## WHAT NEEDS TO BE DONE
Every line of the records must be repeated exactly; pictures stay out.

═══ DATASET RECORDS

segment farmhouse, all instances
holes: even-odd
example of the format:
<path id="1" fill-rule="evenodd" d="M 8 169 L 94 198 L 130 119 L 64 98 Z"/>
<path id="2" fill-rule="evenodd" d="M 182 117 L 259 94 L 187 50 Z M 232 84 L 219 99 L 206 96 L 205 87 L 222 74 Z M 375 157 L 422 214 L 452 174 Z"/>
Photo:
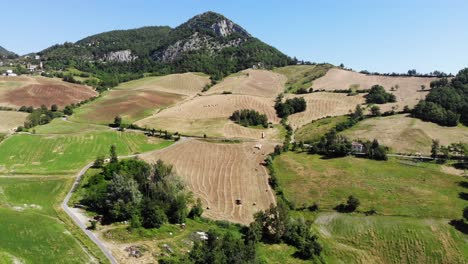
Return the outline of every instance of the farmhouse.
<path id="1" fill-rule="evenodd" d="M 352 153 L 362 153 L 364 152 L 364 145 L 359 142 L 352 142 L 351 143 L 351 152 Z"/>
<path id="2" fill-rule="evenodd" d="M 13 70 L 7 70 L 6 73 L 4 73 L 5 76 L 18 76 L 16 73 L 13 72 Z"/>

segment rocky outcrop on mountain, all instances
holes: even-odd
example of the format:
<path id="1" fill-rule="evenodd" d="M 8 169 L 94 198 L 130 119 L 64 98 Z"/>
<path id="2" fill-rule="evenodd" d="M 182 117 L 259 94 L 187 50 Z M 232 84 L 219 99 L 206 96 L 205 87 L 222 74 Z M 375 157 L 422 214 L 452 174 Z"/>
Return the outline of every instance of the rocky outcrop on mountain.
<path id="1" fill-rule="evenodd" d="M 226 42 L 217 42 L 210 36 L 200 36 L 200 34 L 196 32 L 189 39 L 179 40 L 167 48 L 155 53 L 154 56 L 162 62 L 170 63 L 188 52 L 203 49 L 210 55 L 213 55 L 224 48 L 237 47 L 244 41 L 245 40 L 242 38 L 236 38 Z"/>
<path id="2" fill-rule="evenodd" d="M 138 56 L 132 55 L 131 50 L 112 51 L 105 55 L 104 60 L 112 62 L 130 62 L 134 61 Z"/>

══════

## ANSWER
segment farmhouse, all instances
holes: even-odd
example of the format:
<path id="1" fill-rule="evenodd" d="M 8 169 L 94 198 L 130 119 L 64 98 Z"/>
<path id="2" fill-rule="evenodd" d="M 182 117 L 259 94 L 187 50 Z M 232 84 L 219 99 L 206 96 L 205 87 L 222 74 Z M 375 157 L 422 214 L 452 174 Z"/>
Photo:
Return the outline of every instance of the farmhouse.
<path id="1" fill-rule="evenodd" d="M 352 153 L 362 153 L 364 152 L 364 145 L 359 142 L 352 142 L 351 143 L 351 152 Z"/>
<path id="2" fill-rule="evenodd" d="M 13 70 L 7 70 L 6 73 L 4 73 L 5 76 L 18 76 L 16 73 L 13 72 Z"/>

segment rocky outcrop on mountain, all instances
holes: even-odd
example of the format:
<path id="1" fill-rule="evenodd" d="M 8 169 L 94 198 L 130 119 L 64 98 Z"/>
<path id="2" fill-rule="evenodd" d="M 182 117 L 259 94 L 187 50 Z M 232 84 L 219 99 L 206 96 L 205 87 L 222 74 Z M 375 157 L 422 214 L 452 174 Z"/>
Return the outline of every instance of the rocky outcrop on mountain.
<path id="1" fill-rule="evenodd" d="M 226 42 L 217 42 L 210 36 L 200 36 L 200 34 L 196 32 L 189 39 L 179 40 L 167 48 L 155 53 L 154 56 L 162 62 L 170 63 L 188 52 L 203 49 L 210 55 L 213 55 L 224 48 L 237 47 L 244 41 L 245 40 L 242 38 L 236 38 Z"/>
<path id="2" fill-rule="evenodd" d="M 138 56 L 132 55 L 131 50 L 112 51 L 105 55 L 104 60 L 112 62 L 130 62 L 134 61 Z"/>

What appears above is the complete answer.